> EXERCISE REQUIREMENTS
Recast the lines from the one containing "Where can the purple" down through the last line of the items, both ends included, as a numbered list, omitting any blank lines.

> INPUT MATERIAL
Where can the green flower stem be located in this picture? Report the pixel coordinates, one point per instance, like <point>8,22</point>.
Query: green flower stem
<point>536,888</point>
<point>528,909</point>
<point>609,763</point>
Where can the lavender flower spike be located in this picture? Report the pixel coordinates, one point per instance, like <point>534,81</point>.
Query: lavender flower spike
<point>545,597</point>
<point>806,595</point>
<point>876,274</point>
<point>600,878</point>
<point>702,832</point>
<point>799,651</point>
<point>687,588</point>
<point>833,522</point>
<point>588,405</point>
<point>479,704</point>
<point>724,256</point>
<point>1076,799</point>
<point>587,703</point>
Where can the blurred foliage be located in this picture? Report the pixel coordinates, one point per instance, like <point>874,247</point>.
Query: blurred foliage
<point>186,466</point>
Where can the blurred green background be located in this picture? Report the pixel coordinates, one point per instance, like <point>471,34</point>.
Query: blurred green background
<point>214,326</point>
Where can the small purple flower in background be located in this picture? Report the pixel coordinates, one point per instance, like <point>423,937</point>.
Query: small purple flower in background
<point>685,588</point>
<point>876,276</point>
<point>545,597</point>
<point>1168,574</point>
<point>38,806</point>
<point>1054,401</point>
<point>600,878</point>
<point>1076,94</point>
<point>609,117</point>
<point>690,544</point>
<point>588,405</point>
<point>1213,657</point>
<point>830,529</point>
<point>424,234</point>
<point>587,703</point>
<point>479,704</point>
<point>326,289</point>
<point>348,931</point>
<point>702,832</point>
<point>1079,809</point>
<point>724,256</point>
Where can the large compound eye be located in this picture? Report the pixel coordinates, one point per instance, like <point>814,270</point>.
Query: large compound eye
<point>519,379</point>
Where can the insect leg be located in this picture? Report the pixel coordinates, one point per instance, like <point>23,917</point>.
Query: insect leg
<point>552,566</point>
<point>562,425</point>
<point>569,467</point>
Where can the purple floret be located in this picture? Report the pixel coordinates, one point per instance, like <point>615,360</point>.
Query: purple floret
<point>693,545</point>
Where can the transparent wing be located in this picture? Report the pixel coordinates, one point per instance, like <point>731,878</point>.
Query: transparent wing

> COMPLETED EXERCISE
1. Where can the purple floret be located in this picture? Report the pixel coordinates, one point per instance, like <point>615,360</point>.
2. Query: purple floret
3. <point>693,545</point>
4. Where can the transparent wing be located in this picture? Report the pixel coordinates, one point per instance, like <point>731,878</point>.
5. Query: transparent wing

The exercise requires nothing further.